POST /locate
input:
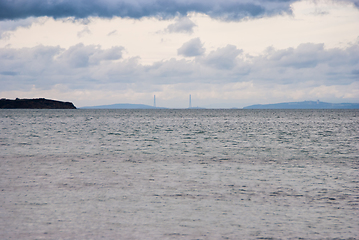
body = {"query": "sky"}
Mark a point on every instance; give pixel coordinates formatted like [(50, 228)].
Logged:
[(230, 53)]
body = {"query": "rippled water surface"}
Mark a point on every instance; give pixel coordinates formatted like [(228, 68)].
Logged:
[(179, 174)]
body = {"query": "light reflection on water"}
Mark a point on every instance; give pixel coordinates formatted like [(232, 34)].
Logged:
[(170, 174)]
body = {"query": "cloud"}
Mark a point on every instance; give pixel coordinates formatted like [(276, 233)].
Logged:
[(11, 25), (183, 25), (223, 58), (84, 32), (227, 10), (192, 48), (300, 73)]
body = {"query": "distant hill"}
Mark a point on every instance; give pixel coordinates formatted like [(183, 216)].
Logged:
[(305, 105), (123, 106), (36, 103)]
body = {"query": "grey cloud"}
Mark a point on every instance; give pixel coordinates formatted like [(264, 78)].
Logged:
[(84, 31), (226, 10), (89, 66), (11, 25), (82, 56), (183, 25), (114, 32), (192, 48), (223, 58)]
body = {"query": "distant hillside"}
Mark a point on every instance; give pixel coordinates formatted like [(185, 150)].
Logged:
[(123, 106), (305, 105), (36, 103)]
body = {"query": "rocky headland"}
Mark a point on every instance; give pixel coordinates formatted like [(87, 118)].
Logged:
[(36, 103)]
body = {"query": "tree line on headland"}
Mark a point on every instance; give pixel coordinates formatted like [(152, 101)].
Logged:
[(36, 103)]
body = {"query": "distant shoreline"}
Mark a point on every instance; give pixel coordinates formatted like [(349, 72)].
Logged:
[(36, 103)]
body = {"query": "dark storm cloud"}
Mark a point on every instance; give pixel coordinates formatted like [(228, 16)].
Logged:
[(192, 48), (227, 10)]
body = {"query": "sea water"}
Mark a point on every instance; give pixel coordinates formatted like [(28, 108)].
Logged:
[(179, 174)]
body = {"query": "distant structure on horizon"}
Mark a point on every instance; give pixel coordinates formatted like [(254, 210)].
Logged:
[(190, 101)]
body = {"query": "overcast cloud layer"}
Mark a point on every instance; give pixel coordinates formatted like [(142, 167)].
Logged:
[(12, 9), (308, 51)]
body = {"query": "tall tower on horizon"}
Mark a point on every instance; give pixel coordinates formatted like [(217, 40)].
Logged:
[(190, 101)]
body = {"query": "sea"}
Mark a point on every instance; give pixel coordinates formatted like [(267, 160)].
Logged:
[(179, 174)]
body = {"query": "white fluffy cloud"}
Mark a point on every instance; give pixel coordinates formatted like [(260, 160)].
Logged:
[(309, 66), (229, 53)]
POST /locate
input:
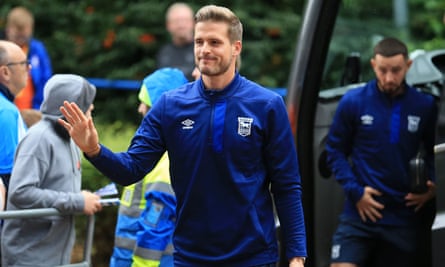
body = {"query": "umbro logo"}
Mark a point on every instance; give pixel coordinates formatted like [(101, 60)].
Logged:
[(187, 124), (367, 119)]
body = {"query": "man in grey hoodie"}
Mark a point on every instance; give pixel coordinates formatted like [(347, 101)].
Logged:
[(47, 174)]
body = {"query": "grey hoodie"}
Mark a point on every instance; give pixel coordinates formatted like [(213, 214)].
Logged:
[(46, 174)]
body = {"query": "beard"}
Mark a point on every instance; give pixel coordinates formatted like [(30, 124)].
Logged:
[(215, 70), (391, 89)]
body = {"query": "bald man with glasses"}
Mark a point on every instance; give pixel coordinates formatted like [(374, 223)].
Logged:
[(14, 69)]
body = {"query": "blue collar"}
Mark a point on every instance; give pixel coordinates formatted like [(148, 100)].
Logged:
[(5, 91)]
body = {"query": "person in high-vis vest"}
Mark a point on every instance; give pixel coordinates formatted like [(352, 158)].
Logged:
[(145, 223)]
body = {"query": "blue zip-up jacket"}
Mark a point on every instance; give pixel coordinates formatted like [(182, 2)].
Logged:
[(227, 149), (380, 135), (41, 70), (13, 130)]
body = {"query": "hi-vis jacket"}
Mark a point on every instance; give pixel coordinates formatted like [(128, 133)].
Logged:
[(145, 223)]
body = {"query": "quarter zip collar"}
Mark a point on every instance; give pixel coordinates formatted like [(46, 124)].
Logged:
[(229, 90)]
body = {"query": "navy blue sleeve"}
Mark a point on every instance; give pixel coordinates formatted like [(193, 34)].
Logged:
[(282, 163), (339, 146)]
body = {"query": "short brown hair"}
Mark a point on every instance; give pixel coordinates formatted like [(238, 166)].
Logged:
[(221, 14), (389, 47)]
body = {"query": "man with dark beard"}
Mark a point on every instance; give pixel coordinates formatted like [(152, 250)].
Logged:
[(378, 129)]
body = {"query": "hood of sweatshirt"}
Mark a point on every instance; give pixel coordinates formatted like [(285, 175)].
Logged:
[(66, 87)]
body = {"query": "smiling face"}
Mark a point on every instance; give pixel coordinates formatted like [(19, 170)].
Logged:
[(390, 72), (215, 54), (14, 71)]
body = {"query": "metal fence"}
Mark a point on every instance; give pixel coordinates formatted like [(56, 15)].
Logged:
[(34, 213)]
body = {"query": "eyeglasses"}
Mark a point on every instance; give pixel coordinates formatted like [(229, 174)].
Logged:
[(24, 62)]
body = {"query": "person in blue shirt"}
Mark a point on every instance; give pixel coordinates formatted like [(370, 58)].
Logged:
[(377, 130), (14, 69), (232, 157), (19, 28)]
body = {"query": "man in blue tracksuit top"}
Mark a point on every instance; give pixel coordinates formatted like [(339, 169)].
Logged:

_ _ _

*INSTRUCTIONS FOR THE TASK*.
Rewrite the records from the start through the line containing "[(123, 106), (305, 105), (36, 103)]", both ends included and requests kept, scaling every coordinate in the answers by 1.6 and rounding to whole numbers (halves up) while leaving the numbers in the requests and their format samples unchanged. Return only those lines and leave the pictures out.

*RESULT OF THE TASK*.
POST /locate
input:
body = {"query": "sky"}
Mark a point on every instance; give pixel coordinates formatted like [(50, 228)].
Logged:
[(368, 85)]
body = {"query": "rippled water surface"}
Mark a point on every instance; give pixel coordinates formatted like [(228, 68)].
Logged:
[(286, 278)]
body = {"query": "light reflection on water"}
Mark a point on every instance; give pixel coordinates formatted like [(232, 34)].
Logged:
[(272, 278)]
body = {"query": "cloud"}
Mark a point on every instance; give pixel coordinates formatted like [(276, 233)].
Logged:
[(18, 40), (293, 40), (357, 93), (134, 51), (363, 16), (307, 77), (480, 117)]
body = {"query": "distant hill"}
Mark a point on every instance; give pixel coordinates formatted like [(183, 216)].
Logged:
[(488, 168), (197, 170), (58, 165)]
body = {"query": "grey cloud"}
Mark a point on every instance; give pixel coordinates formatted like [(264, 78)].
Logged:
[(134, 50), (362, 16), (142, 106), (18, 40), (131, 90), (293, 40), (182, 51), (307, 77), (357, 93)]
body = {"query": "distant hillside"}
Mark a point on every instance; give pixel coordinates formatted like [(185, 150)].
Logged:
[(197, 170), (488, 168), (58, 165)]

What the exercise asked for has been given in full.